> Supplied passage
════════════════

With the advancement of networking applications, the need for security to resolve malicious activity in the network has increased. Network intrusion detection has evolved as a significant security system in networks, enabling it to detect unauthorized access to any network traffic. Through network intrusion systems, a warning message was attained to take necessary action to avoid malicious attacks. However, there is still the need for improvement in network intrusion system since the advancement in technology has created complexity over the detection system, making the current detection system is not effective. Intrusion Detection System (IDS) usually operates based on a trained network traffic pattern. It is defined in such a way that if there exist any variant on the traffic pattern, intrusion will be detected. We need a solution to avoid network attacks, which can be achieved with IDS. Machine Learning (ML) algorithms play a key role in all sectors and domains. In this paper, we investigated the various supervised machine learning algorithms such as Naive Bayes, Random Forest, SVM and XGBoost, and the performance of each algorithm concerning accuracy. This study helps in finding a suitable algorithm to identify the attacks with more accuracy. We used the standard intrusion dataset, i.e. NSLKDD from Canadian Institute for Cyber Security.

════════════════

> Records shown
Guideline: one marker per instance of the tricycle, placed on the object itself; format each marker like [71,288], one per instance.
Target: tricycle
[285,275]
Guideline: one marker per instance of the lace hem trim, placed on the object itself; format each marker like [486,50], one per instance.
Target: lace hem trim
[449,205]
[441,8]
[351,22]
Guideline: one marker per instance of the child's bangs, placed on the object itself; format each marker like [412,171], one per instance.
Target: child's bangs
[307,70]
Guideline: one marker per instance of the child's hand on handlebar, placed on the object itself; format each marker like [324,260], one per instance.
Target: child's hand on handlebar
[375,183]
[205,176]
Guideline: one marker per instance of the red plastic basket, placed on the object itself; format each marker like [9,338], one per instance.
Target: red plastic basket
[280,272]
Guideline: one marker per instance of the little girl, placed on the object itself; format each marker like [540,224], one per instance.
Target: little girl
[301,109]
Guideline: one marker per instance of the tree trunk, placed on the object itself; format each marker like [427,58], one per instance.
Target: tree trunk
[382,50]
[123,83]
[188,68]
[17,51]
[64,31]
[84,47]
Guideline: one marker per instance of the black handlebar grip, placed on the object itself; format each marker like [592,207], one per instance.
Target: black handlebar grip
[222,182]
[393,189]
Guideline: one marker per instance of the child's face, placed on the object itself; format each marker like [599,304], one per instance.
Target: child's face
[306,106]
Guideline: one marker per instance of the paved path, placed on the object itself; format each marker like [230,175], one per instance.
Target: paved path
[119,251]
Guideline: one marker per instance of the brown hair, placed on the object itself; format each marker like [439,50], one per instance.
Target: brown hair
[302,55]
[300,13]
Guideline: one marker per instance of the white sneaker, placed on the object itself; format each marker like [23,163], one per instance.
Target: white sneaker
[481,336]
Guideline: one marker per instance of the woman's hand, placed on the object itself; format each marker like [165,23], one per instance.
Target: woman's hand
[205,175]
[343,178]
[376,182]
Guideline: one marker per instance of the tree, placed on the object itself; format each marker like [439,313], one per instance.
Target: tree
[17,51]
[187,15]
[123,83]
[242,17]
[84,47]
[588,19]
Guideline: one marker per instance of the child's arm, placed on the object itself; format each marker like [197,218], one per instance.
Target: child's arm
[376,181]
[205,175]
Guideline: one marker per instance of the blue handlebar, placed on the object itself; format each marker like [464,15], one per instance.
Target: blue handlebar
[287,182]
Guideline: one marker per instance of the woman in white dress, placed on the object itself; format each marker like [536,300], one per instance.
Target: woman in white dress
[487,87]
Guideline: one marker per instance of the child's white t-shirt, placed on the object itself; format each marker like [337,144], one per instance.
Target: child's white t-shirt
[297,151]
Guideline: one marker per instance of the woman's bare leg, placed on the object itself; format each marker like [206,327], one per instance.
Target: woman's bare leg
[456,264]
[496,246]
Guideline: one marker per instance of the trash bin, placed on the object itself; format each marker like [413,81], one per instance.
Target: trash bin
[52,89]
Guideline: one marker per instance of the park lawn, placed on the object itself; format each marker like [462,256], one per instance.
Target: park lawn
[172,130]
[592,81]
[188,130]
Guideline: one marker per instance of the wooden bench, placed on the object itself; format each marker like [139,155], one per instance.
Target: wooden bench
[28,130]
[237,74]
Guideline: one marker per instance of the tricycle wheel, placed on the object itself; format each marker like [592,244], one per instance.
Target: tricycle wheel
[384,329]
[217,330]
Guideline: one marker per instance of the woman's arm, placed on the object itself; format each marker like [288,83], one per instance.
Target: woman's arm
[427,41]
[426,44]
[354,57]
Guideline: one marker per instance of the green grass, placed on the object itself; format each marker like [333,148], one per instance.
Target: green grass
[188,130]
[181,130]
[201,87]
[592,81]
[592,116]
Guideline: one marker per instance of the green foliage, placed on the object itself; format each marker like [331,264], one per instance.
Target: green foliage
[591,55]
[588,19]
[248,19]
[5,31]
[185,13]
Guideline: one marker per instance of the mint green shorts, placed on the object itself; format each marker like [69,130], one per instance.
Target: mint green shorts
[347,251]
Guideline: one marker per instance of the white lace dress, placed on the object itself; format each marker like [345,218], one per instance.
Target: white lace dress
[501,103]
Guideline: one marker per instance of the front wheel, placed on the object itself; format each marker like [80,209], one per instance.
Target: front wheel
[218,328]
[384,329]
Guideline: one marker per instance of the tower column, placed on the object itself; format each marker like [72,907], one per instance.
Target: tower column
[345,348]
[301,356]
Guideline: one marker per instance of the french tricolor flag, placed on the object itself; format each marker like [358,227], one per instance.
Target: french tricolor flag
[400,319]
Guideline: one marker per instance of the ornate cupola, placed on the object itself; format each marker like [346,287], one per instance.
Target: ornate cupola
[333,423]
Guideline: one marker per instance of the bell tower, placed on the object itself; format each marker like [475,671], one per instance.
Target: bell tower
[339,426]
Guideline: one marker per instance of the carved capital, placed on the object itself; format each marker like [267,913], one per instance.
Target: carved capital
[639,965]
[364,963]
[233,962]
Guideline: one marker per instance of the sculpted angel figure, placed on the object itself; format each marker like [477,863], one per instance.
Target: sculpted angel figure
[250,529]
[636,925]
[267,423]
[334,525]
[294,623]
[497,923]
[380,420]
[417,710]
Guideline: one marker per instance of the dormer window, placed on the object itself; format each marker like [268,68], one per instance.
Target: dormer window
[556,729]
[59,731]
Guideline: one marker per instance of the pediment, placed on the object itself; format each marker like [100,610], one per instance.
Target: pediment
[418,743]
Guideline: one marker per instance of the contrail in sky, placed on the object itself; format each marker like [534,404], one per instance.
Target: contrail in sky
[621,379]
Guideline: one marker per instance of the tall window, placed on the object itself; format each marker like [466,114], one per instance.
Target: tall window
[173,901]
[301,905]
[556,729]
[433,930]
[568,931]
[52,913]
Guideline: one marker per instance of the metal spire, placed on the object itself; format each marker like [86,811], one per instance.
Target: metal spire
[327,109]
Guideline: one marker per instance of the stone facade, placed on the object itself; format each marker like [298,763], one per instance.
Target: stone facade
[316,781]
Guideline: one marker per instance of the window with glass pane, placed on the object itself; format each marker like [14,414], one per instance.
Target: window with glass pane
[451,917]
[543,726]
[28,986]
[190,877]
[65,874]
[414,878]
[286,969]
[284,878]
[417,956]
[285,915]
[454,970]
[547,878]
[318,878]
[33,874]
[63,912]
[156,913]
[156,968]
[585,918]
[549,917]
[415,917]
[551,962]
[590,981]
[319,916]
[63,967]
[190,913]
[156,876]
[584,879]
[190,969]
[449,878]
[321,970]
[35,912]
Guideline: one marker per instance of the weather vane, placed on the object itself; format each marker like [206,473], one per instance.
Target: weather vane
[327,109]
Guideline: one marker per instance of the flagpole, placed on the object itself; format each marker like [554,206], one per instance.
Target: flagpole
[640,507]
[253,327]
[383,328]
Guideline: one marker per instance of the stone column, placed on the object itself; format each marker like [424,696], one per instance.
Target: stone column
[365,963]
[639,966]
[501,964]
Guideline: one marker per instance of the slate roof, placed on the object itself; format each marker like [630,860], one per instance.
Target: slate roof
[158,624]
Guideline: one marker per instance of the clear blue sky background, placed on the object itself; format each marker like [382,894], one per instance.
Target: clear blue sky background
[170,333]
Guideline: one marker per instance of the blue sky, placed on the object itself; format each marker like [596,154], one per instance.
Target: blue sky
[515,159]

════════════════

> Exercise tasks
(A) Decide whether each statement agrees with the passage on network intrusion detection, and answer yes or no with the deciding words quoted from that passage: (i) The study drew its data from the NSLKDD dataset of the Canadian Institute for Cyber Security. (ii) The algorithms were compared on their training time. (iii) An Intrusion Detection System usually operates based on a trained network traffic pattern.
(B) List every supervised machine learning algorithm named in the passage on network intrusion detection.

> Solutions for each task
(A)
(i) Yes: "We used the standard intrusion dataset, i.e. NSLKDD from Canadian Institute for Cyber Security."
(ii) No: "the performance of each algorithm concerning accuracy."
(iii) Yes: "Intrusion Detection System (IDS) usually operates based on a trained network traffic pattern."

(B) Naive Bayes, Random Forest, SVM, XGBoost